* **Задание A**
В каких строках ниже встречается слово "rocky"? Выпишите каждую такую строку целиком.

*** Предложенный отрывок ***

Это был даже не магазин, а жалкая развалюха: у входа лежали женские журнальчики на нескольких языках. Помню, я сразу подумал: «Вот это мясо точно не кошерное». Внутри оказалось то, чего мы и ждали: богатый ассортимент трефного мяса и прочих продуктов.
Мы вскоре поняли, почему студентка пришла к столь неожиданному выводу. Один из наших израильских преподавателей, рабби Мордехай Голдберг, пошел в этот магазин купить минеральной воды. Увидев, что он выходит оттуда с мешком, девушка решила, что он приобрел кошерное мясо. Вот было бы здорово!

*** Список данных ***

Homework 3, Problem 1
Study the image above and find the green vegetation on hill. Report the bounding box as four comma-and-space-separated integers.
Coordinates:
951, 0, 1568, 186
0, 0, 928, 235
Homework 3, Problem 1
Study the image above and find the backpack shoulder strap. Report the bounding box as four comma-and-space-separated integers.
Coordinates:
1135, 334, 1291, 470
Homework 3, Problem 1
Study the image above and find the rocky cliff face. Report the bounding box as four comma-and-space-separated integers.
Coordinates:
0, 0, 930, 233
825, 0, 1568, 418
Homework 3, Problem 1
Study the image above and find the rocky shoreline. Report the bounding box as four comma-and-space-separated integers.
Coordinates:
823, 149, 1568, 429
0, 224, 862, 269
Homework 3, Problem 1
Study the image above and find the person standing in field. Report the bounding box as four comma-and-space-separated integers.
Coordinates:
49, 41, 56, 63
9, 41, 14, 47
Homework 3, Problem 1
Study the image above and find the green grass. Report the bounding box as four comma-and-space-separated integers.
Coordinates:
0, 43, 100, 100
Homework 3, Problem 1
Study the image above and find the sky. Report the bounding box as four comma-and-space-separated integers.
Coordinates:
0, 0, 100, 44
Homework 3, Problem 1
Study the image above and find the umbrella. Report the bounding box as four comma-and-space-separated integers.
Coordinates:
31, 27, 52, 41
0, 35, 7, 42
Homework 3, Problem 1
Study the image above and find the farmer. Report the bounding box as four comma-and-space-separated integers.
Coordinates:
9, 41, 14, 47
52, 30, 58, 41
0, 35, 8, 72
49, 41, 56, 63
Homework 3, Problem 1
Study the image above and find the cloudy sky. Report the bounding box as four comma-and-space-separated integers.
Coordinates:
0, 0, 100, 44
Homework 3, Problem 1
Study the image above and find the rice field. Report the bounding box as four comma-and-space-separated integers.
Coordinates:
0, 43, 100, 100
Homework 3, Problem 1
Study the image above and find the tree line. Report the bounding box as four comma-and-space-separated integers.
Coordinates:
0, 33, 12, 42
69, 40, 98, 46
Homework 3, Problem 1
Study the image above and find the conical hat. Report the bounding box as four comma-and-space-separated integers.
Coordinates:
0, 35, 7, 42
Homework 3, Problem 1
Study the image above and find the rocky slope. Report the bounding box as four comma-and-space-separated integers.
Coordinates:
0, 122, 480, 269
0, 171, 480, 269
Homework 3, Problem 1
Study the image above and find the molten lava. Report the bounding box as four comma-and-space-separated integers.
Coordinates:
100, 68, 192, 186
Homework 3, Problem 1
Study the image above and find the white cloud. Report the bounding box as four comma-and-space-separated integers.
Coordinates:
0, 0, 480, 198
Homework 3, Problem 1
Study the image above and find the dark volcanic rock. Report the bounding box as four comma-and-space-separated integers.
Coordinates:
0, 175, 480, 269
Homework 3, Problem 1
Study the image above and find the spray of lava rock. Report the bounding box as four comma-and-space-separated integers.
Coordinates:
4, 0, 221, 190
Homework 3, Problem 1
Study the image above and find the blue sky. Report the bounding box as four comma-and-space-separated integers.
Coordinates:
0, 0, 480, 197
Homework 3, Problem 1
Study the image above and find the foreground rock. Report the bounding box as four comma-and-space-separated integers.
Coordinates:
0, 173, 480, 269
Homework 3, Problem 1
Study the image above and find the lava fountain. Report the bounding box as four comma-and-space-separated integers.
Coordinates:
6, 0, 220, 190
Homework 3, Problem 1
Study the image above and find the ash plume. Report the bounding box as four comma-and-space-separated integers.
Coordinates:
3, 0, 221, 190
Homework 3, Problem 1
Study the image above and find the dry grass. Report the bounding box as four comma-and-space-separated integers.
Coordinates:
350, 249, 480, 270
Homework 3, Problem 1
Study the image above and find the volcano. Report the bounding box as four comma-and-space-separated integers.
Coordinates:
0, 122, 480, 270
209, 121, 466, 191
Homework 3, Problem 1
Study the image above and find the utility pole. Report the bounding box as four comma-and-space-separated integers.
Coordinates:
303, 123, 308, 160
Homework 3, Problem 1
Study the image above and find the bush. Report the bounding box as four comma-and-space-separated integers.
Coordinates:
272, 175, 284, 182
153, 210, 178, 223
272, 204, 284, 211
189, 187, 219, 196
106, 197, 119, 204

***

* **Задание B**
Воспроизведите полностью и без изменений приведенный выше отрывок о магазине и кошерном мясе.

* **Результат выполнения A**
Study the image above and find the rocky cliff face. Report the bounding box as four comma-and-space-separated integers.
Study the image above and find the rocky shoreline. Report the bounding box as four comma-and-space-separated integers.
Study the image above and find the rocky slope. Report the bounding box as four comma-and-space-separated integers.

* **Результат выполнения B**
Это был даже не магазин, а жалкая развалюха: у входа лежали женские журнальчики на нескольких языках. Помню, я сразу подумал: «Вот это мясо точно не кошерное». Внутри оказалось то, чего мы и ждали: богатый ассортимент трефного мяса и прочих продуктов.
Мы вскоре поняли, почему студентка пришла к столь неожиданному выводу. Один из наших израильских преподавателей, рабби Мордехай Голдберг, пошел в этот магазин купить минеральной воды. Увидев, что он выходит оттуда с мешком, девушка решила, что он приобрел кошерное мясо. Вот было бы здорово!